Society & Culture & Entertainment Environmental

Wastewater Treatment Methods - More Info

Water is, aside oxygen, a vital element for life on earth.
Access to clean drinking water is mandatory for life to go on as it is today.
As the world's population is increasing more and more and the water sources remain at the same level, timely wastewater treatment is of the essence so that the natural water reserves refill at a constant pace.
Wastewater and, generally speaking, water-treatment means destroying or removing those elements from the water that could be harmful to humans.
The treatment processes today remove up to 99% of water contaminants from either wastewater or raw water sources as to make sure that the water that enters our homes is drinkable.
There are several methods used for water and wastewater-treatment and purification: intake filtering, chemical treatment, sedimentation, filtration and aeration.
The intake filtering is the easiest yet most ineffective method for water treatment and it cannot provide by itself drinkable water.
Intake filtering is actually the removal of all debris from the water through the use or variously sized screens before the water is collected on a wastewater treatment plant.
Chemical water or wastewater treatment is basically the disinfection of such water through the use of different chemical compounds like chlorine, iodine or ozone.

■ Required actions ■
A. Render this sentence from the page on wastewater treatment methods into French: "There are several methods used for water and wastewater-treatment and purification: intake filtering, chemical treatment, sedimentation, filtration and aeration."
B. Reproduce without alteration everything in the page on wastewater treatment methods from "There are several" down to "filtration and aeration.".
The data have no role in this exercise.

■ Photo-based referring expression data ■

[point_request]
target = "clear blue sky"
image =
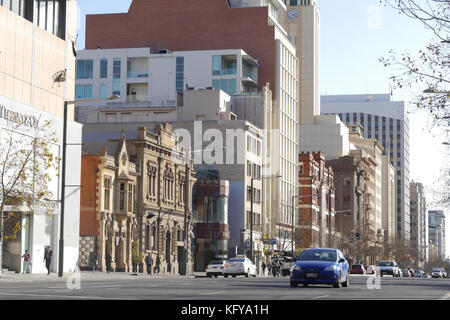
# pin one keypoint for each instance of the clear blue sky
(354, 34)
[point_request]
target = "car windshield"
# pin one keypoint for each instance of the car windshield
(318, 255)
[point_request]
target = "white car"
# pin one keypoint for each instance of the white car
(288, 264)
(389, 268)
(239, 266)
(215, 268)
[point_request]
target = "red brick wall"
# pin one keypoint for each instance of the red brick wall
(180, 25)
(89, 196)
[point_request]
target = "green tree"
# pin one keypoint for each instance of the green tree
(27, 164)
(428, 72)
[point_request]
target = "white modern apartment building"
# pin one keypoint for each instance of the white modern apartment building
(375, 150)
(303, 27)
(35, 44)
(386, 121)
(418, 214)
(388, 200)
(147, 79)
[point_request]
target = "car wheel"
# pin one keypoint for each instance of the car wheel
(345, 284)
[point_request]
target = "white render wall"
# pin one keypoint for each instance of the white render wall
(327, 134)
(161, 71)
(380, 105)
(37, 229)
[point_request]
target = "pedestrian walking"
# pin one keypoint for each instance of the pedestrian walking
(48, 258)
(158, 262)
(108, 262)
(26, 262)
(93, 261)
(149, 263)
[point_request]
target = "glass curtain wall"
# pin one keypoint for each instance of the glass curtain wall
(50, 15)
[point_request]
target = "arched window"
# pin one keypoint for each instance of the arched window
(122, 196)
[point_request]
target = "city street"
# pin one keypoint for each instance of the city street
(126, 287)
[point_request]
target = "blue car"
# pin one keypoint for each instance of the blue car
(320, 266)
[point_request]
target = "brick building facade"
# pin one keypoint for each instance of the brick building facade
(354, 181)
(133, 200)
(316, 202)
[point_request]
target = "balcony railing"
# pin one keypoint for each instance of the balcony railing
(137, 98)
(137, 74)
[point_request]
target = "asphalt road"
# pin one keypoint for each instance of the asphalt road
(239, 288)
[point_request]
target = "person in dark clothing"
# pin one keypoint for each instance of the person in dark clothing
(48, 258)
(158, 262)
(108, 262)
(149, 263)
(93, 261)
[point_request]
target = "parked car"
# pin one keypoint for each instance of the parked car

■ Answers to this exercise ■
A. Plusieurs méthodes sont utilisées pour le traitement et l'épuration de l'eau et des eaux usées : le filtrage à la prise d'eau, le traitement chimique, la sédimentation, la filtration et l'aération.

B.
There are several methods used for water and wastewater-treatment and purification: intake filtering, chemical treatment, sedimentation, filtration and aeration.